-- START --
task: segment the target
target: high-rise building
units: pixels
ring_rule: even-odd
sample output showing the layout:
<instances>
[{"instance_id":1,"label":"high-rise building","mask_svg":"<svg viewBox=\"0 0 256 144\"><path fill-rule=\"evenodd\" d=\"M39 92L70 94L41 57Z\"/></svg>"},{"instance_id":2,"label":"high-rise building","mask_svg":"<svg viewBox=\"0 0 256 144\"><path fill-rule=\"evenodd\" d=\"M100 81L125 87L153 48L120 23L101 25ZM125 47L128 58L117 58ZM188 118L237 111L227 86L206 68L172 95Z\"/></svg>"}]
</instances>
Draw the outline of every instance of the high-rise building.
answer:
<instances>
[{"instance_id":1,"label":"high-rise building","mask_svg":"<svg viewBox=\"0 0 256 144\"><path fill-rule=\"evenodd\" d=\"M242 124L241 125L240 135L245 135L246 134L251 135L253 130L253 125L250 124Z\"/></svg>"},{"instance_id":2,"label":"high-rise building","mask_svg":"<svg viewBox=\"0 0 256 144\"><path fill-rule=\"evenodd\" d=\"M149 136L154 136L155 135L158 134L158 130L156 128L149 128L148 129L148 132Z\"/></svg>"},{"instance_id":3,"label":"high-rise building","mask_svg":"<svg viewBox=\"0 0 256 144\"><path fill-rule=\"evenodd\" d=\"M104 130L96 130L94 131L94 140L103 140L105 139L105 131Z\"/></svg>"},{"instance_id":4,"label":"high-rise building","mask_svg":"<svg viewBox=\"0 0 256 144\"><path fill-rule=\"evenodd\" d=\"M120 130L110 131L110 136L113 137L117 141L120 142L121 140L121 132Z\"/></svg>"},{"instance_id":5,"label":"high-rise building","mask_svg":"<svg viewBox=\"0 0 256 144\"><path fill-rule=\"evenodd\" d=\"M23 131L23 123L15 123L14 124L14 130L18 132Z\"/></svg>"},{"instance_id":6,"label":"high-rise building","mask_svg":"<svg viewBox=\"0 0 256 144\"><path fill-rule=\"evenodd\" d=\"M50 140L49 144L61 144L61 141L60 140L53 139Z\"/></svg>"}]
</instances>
-- END --
• **Short task**
Rewrite the stretch from the start of the records through the line containing "81L125 87L153 48L120", replacing "pixels" with "percent" and leaving all else unchanged.

• **Final answer**
task: segment the target
target: high-rise building
units: percent
ring_rule: even-odd
sample output showing the layout:
<instances>
[{"instance_id":1,"label":"high-rise building","mask_svg":"<svg viewBox=\"0 0 256 144\"><path fill-rule=\"evenodd\" d=\"M39 92L70 94L41 57Z\"/></svg>"},{"instance_id":2,"label":"high-rise building","mask_svg":"<svg viewBox=\"0 0 256 144\"><path fill-rule=\"evenodd\" d=\"M100 81L125 87L153 48L120 23L101 25ZM125 47L128 58L117 58ZM188 118L237 111L227 86L206 68L172 95Z\"/></svg>"}]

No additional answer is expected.